__Vorliegender Auszug__:
────────────────

Eine große weiße Figur, ein Tintenfass und fünf schwarze Fliegen: Mit seiner eigenwilligen Interpretation des Reformators Martin Luther sorgt der Künstler Markus Lüpertz seit mehr als drei Jahren für kontroverse Diskussionen in Hannover und weit darüber hinaus. Angeregt von Altkanzler Gerhard Schröder hat er die Reformation, so wie er sie sieht, in Buntglas gesetzt. Schröder hat der Marktkirche das Kunstwerk als Ehrenbürger von Hannover geschenkt - als Erinnerung an das 500. Reformationsjubiläum 2017. Doch während sich die Kirchengemeinde begeistert zeigte, liefen andere Sturm dagegen - unter ihnen der Architekten-Erbe Georg Bissen, der den Einbau des 13 Meter hohen Fensters mit einer Klage vor Gericht verhindern wollte. Seit Dienstag steht nach langem Rechtsstreit fest: Das Fenster darf eingebaut werden.
Denn vor dem Oberlandesgericht in Celle haben sich Bissen und die evangelische Marktkirchen-Gemeinde in einem Berufungsverfahren überraschend auf einen Vergleich geeinigt: Die Marktkirche verpflichtet sich, neben dem Fenster gut sichtbar ein Schild anzubringen, das ausdrücklich die Leistungen des Nachkriegsarchitekten Dieter Oesterlen (1911-1994) würdigt. Er hatte die kriegszerstörte Kirche 1946 wieder aufgebaut und dabei den schlichten mittelalterlichen Raumeindruck rekonstruiert.

────────────────

__Angezeigte Informationen__:
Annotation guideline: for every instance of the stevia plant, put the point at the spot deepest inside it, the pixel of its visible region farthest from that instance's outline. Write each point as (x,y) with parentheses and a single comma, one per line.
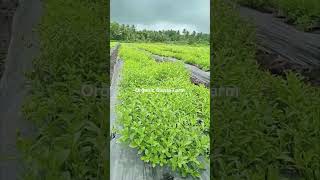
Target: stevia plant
(196,55)
(167,129)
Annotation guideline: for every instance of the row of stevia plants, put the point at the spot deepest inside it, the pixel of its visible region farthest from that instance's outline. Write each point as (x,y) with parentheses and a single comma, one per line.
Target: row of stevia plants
(198,55)
(70,141)
(167,129)
(272,129)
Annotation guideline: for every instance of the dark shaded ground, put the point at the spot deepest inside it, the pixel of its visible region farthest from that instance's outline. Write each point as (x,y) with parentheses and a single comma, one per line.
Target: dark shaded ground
(7,9)
(281,47)
(113,58)
(22,50)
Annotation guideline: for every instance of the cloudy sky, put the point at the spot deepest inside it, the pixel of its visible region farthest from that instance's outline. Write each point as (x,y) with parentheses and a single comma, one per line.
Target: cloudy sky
(193,15)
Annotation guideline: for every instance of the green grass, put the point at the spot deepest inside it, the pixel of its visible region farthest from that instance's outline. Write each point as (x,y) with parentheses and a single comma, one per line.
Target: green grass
(71,138)
(303,13)
(168,129)
(196,55)
(113,44)
(273,126)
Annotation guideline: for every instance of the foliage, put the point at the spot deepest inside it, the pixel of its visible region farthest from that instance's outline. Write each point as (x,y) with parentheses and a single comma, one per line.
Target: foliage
(71,138)
(131,34)
(196,55)
(272,129)
(113,44)
(167,128)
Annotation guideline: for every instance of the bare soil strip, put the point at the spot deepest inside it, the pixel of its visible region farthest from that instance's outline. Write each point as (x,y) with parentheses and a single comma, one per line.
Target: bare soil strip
(13,88)
(113,57)
(288,47)
(198,76)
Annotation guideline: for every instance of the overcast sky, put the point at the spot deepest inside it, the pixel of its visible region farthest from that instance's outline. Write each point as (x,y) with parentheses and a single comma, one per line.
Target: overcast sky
(194,15)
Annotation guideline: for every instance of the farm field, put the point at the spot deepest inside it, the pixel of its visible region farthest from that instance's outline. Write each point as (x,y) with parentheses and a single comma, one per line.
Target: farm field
(272,129)
(196,55)
(113,44)
(162,113)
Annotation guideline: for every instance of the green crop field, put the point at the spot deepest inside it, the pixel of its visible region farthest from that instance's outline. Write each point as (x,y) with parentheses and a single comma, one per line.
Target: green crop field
(167,128)
(113,44)
(196,55)
(272,130)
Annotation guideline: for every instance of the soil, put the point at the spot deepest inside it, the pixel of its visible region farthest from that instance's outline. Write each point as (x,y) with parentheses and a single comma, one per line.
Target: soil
(13,85)
(279,65)
(281,47)
(315,28)
(113,57)
(7,10)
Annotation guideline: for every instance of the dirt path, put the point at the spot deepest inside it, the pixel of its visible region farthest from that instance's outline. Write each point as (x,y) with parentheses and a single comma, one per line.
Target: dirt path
(198,76)
(297,47)
(113,57)
(22,50)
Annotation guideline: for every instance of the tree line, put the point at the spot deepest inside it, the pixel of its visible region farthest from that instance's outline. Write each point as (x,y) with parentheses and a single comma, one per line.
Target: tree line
(122,32)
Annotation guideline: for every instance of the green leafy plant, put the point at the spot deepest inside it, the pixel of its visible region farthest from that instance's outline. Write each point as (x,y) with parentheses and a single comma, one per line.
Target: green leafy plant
(167,128)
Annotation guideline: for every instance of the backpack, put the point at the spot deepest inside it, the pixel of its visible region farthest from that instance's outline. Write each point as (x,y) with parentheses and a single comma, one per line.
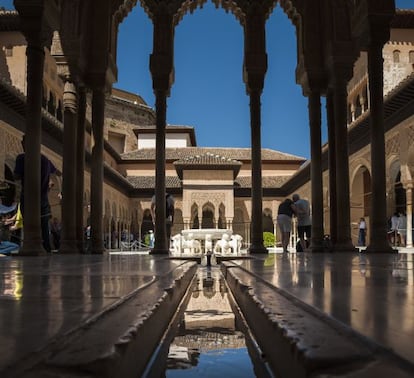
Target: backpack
(169,207)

────────────────

__Gestellte Aufgabe A__:
Geben Sie aus dem Text über das Lutherfenster den Abschnitt wörtlich wieder, der mit den Worten „Denn vor dem" beginnt und mit „mittelalterlichen Raumeindruck rekonstruiert." endet.
__Gestellte Aufgabe B__:
Fassen Sie den Absatz des Textes über das Lutherfenster, der mit „Denn vor dem Oberlandesgericht in Celle" beginnt, als knappe Stichpunktliste zusammen und behalten Sie dabei seine wesentlichen Fakten bei.

__Fertige Antwort A__:
Denn vor dem Oberlandesgericht in Celle haben sich Bissen und die evangelische Marktkirchen-Gemeinde in einem Berufungsverfahren überraschend auf einen Vergleich geeinigt: Die Marktkirche verpflichtet sich, neben dem Fenster gut sichtbar ein Schild anzubringen, das ausdrücklich die Leistungen des Nachkriegsarchitekten Dieter Oesterlen (1911-1994) würdigt. Er hatte die kriegszerstörte Kirche 1946 wieder aufgebaut und dabei den schlichten mittelalterlichen Raumeindruck rekonstruiert.

__Fertige Antwort B__:
- Vor dem Oberlandesgericht in Celle einigten sich Bissen und die evangelische Marktkirchen-Gemeinde im Berufungsverfahren überraschend auf einen Vergleich.
- Die Marktkirche verpflichtet sich, neben dem Fenster gut sichtbar ein Schild anzubringen.
- Das Schild würdigt ausdrücklich die Leistungen des Nachkriegsarchitekten Dieter Oesterlen (1911–1994).
- Oesterlen baute die kriegszerstörte Kirche 1946 wieder auf und rekonstruierte dabei den schlichten mittelalterlichen Raumeindruck.